**DIRECTIONS**
Set out every line of the listing below as a Markdown table with the columns No. and Line, numbering each row and skipping blank lines. Omit the pictures.

Excerpts of pointing data:
** start **
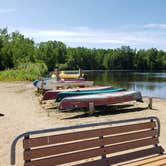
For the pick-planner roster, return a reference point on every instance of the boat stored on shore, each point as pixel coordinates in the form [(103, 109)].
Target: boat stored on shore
[(48, 84), (75, 102), (52, 94), (63, 95)]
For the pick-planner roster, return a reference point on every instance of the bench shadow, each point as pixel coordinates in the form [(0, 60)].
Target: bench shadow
[(107, 110)]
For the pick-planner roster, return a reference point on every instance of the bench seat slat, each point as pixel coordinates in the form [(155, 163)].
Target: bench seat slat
[(151, 160), (47, 140), (69, 147), (128, 157), (66, 158), (135, 155)]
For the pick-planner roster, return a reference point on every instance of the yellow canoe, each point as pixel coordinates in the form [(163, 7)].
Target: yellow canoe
[(69, 76)]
** end **
**RIGHT ANSWER**
| No. | Line |
|---|---|
| 1 | For the pick-planner roster, return a reference point on every instance of the boat stored on shore, each point as pixel coordinates in the form [(103, 109)]. |
| 2 | Target: boat stored on shore |
| 3 | [(48, 84), (75, 102), (52, 94), (63, 95)] |
| 4 | For the pick-planner roster, return a reference point on every instance of the bench shadow, each point as pixel coordinates in the form [(0, 60)]. |
| 5 | Target: bench shadow |
| 6 | [(107, 110)] |
| 7 | For the pick-planner roster, return a reference point on every instance of the bench seat slat, each point as pixel coordinates in the form [(155, 163)]. |
| 8 | Target: bench seat slat |
| 9 | [(151, 160), (47, 140), (69, 147), (128, 157), (66, 158), (135, 155)] |
| 10 | For the pick-planner roster, return a reference point on every instance of the yellow canoe, each point as pixel coordinates in the form [(163, 7)]. |
| 11 | Target: yellow canoe |
| 12 | [(69, 76)] |